WHAT IS NEEDED ▸
Lay out the lines of the listing below as a numbered list, from the line with "Target: stone arch" through the end of the listing, and leave out any blank lines.

-- Start of SUPPLIED ENTRIES --

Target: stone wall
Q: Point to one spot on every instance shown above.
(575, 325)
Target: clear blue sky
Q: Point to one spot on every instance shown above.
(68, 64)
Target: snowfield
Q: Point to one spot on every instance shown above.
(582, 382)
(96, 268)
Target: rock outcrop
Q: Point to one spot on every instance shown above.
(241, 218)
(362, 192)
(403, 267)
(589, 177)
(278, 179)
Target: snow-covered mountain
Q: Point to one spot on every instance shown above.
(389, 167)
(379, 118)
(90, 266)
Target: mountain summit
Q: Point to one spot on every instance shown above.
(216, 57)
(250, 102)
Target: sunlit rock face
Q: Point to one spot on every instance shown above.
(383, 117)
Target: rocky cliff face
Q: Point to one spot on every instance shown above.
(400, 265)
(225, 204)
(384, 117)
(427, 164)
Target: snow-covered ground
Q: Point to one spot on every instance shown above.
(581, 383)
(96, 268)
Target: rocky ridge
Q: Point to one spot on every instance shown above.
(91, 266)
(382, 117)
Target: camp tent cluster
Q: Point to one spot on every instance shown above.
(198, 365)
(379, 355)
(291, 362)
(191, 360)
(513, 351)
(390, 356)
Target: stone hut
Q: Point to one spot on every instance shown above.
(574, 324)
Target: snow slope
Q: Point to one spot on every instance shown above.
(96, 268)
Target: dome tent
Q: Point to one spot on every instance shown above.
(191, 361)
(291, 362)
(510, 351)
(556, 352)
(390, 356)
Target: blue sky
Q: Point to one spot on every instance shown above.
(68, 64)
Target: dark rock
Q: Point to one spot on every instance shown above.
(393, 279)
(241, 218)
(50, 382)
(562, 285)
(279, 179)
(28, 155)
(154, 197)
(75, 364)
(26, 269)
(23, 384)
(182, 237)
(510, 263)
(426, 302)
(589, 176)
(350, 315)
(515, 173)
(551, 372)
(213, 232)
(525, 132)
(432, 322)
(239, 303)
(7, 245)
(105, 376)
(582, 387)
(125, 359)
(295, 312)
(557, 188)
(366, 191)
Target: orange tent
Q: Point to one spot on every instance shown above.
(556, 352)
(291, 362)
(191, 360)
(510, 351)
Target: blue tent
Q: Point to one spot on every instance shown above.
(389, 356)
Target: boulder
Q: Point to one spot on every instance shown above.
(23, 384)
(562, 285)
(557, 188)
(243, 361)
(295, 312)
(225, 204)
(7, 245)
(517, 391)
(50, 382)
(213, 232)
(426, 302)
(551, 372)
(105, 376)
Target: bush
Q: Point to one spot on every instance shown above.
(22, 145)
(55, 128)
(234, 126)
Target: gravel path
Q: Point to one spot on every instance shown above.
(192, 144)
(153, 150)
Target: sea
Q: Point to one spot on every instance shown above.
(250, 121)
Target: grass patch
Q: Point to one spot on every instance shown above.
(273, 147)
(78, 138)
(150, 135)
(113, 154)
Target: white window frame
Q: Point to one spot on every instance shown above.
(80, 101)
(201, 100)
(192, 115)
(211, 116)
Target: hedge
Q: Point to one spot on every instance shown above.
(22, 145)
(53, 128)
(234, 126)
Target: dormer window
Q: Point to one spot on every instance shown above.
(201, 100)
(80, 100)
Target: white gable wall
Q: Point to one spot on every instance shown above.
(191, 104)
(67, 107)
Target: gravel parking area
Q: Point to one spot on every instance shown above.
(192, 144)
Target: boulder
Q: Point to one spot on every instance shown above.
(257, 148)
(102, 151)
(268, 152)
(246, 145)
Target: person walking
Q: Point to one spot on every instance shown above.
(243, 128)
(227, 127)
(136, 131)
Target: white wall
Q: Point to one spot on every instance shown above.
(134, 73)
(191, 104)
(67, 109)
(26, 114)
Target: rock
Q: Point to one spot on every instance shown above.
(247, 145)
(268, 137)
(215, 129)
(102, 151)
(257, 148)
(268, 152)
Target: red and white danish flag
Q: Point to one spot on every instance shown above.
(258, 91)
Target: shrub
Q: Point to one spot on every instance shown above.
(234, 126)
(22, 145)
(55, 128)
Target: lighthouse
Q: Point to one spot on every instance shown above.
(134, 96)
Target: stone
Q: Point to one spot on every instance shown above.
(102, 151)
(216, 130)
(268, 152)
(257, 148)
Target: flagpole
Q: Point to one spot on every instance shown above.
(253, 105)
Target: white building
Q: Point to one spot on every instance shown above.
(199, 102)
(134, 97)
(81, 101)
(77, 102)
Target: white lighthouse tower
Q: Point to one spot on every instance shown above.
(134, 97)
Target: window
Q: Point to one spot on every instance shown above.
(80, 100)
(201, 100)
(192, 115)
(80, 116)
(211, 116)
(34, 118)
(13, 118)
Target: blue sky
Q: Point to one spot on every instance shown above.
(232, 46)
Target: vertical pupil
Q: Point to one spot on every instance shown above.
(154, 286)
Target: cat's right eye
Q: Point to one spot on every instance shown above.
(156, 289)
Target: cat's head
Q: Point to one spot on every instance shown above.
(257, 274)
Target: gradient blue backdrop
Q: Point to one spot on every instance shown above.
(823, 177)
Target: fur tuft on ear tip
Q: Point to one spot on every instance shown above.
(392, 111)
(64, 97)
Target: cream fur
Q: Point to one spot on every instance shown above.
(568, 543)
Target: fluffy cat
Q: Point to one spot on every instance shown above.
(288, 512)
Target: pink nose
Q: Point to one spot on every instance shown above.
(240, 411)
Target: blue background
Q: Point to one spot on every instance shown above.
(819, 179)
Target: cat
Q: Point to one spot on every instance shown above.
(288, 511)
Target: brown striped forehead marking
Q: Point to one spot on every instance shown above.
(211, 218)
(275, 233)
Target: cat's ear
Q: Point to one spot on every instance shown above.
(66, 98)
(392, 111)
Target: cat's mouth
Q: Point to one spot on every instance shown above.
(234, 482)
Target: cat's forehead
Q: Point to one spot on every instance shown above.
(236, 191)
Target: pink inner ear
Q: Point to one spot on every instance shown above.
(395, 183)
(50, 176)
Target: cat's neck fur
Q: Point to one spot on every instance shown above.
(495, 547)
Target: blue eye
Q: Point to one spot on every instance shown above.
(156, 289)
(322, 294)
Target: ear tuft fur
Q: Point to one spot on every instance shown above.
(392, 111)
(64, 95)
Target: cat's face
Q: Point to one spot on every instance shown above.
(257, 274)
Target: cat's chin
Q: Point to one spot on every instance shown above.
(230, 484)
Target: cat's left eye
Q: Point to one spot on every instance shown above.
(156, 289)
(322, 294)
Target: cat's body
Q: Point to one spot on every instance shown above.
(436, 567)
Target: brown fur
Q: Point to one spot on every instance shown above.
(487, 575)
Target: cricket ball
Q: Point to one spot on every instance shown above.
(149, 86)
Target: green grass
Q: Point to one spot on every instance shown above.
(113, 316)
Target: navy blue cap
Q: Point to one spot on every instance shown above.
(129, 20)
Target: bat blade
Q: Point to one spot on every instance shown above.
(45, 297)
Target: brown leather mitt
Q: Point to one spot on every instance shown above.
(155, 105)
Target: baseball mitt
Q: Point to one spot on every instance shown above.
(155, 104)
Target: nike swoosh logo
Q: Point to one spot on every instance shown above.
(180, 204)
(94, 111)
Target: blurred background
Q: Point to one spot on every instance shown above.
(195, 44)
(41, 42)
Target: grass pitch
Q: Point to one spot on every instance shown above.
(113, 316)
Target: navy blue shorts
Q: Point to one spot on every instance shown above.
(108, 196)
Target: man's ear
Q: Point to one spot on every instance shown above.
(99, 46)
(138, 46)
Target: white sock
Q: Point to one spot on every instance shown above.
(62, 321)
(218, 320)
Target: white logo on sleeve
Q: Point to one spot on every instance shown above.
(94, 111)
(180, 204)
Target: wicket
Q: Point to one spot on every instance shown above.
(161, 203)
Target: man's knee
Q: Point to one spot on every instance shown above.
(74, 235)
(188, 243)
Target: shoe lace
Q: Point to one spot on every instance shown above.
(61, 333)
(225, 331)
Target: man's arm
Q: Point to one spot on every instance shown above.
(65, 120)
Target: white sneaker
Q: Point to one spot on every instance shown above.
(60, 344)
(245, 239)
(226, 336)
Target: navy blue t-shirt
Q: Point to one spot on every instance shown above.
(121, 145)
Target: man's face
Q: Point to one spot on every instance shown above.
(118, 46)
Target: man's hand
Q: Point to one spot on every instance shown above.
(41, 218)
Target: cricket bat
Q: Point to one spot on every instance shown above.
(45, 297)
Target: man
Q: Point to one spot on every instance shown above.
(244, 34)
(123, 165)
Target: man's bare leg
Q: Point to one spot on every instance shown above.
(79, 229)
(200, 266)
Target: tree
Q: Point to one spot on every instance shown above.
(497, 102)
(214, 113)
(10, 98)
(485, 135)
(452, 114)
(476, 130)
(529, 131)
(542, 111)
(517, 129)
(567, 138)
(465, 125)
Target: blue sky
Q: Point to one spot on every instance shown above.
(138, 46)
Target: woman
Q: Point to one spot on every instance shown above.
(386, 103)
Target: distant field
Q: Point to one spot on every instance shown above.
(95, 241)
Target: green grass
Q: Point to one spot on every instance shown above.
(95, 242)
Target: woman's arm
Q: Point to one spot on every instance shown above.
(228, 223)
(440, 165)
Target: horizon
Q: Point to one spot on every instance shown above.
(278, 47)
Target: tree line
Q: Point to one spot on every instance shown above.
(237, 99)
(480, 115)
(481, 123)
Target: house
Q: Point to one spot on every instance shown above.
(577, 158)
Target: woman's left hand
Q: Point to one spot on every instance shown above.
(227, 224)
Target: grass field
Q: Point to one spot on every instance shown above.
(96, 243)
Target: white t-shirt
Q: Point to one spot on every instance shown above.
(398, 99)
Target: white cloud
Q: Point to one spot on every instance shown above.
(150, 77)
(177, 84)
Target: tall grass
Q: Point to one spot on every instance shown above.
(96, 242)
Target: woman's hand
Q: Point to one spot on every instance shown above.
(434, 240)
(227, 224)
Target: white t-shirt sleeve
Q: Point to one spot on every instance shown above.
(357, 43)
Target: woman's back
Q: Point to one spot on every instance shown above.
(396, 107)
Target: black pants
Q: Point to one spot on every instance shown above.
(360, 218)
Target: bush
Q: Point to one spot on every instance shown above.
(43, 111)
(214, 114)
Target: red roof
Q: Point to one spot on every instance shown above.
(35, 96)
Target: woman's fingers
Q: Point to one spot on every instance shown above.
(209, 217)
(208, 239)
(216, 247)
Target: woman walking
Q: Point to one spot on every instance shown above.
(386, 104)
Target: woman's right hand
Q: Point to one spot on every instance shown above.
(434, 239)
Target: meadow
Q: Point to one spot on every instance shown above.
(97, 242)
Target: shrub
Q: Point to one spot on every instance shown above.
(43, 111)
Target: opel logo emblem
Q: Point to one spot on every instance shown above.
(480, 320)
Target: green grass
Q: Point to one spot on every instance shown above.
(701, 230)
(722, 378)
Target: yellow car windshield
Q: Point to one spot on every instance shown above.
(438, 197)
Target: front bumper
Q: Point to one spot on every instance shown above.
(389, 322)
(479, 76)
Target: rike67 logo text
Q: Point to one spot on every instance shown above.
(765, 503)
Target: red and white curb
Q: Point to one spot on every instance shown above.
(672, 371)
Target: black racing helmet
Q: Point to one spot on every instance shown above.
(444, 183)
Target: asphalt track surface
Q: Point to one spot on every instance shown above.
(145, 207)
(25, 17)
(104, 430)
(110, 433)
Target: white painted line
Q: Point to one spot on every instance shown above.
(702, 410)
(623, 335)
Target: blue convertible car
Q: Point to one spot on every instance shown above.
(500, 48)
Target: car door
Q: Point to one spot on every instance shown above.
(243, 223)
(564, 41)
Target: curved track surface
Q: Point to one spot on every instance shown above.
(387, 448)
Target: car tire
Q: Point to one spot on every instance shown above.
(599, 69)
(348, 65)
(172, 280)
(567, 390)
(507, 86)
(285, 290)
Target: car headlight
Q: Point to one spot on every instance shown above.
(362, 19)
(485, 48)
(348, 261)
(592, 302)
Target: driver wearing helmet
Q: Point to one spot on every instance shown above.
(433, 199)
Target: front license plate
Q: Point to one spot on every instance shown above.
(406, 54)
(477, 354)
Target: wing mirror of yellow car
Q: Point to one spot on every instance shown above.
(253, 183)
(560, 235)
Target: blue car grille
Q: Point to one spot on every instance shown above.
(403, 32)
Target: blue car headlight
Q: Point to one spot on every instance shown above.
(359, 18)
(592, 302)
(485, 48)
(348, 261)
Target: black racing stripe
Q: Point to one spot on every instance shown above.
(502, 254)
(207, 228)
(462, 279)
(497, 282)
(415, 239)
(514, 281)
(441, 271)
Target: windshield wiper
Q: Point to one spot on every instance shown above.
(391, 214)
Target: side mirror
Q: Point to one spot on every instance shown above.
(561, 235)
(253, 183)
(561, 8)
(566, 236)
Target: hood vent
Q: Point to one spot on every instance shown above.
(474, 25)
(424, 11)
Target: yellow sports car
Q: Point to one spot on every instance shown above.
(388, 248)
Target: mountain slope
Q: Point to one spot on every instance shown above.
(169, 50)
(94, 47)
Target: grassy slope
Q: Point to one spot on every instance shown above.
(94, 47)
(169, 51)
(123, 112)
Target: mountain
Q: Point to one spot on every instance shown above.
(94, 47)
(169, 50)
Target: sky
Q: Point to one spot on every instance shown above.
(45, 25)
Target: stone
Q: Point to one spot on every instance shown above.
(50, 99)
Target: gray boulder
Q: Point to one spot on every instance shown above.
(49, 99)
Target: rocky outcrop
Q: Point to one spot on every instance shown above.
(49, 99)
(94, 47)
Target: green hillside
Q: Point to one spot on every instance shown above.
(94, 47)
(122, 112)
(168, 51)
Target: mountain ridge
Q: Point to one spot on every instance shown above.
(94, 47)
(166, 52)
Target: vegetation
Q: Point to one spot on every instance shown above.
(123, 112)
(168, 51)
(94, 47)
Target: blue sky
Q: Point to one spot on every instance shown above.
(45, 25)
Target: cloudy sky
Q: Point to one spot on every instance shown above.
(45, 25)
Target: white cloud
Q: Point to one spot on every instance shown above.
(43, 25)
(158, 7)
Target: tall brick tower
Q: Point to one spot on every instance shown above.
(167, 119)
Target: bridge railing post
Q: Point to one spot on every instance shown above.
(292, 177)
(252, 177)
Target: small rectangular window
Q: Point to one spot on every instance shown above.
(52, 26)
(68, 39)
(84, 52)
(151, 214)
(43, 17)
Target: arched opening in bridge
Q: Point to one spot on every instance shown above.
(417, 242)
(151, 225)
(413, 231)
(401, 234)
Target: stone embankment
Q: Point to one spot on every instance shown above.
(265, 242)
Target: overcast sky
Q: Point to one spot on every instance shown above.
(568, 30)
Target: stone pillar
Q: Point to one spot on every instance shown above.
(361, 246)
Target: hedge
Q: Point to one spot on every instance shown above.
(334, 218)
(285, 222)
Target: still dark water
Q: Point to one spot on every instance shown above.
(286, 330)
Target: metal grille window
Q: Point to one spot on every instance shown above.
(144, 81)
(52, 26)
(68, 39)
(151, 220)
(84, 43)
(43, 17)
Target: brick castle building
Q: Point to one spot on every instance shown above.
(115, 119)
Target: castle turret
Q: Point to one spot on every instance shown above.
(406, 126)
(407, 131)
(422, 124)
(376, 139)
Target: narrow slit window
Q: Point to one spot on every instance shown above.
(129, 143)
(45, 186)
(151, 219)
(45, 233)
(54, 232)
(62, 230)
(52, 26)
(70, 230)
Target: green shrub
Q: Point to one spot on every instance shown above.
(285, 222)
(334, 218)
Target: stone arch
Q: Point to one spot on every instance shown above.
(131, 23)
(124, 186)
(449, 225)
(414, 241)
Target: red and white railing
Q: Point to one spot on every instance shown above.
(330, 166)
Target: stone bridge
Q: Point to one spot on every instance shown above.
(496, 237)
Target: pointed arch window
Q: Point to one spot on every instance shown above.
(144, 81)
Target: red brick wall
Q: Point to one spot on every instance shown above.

-- End of SUPPLIED ENTRIES --

EXERCISE OUTPUT ▸
1. Target: stone arch
2. Q: Point to one spot on every instance shown above.
3. (131, 23)
4. (124, 186)
5. (449, 225)
6. (414, 241)
7. Target: red and white railing
8. Q: Point to one spot on every instance shown above.
9. (330, 166)
10. Target: stone bridge
11. Q: Point to one spot on every instance shown above.
12. (496, 237)
13. Target: pointed arch window
14. Q: Point to one spot on every instance shown above.
15. (144, 81)
16. Target: red brick wall
17. Q: Point to one spot on every instance shown above.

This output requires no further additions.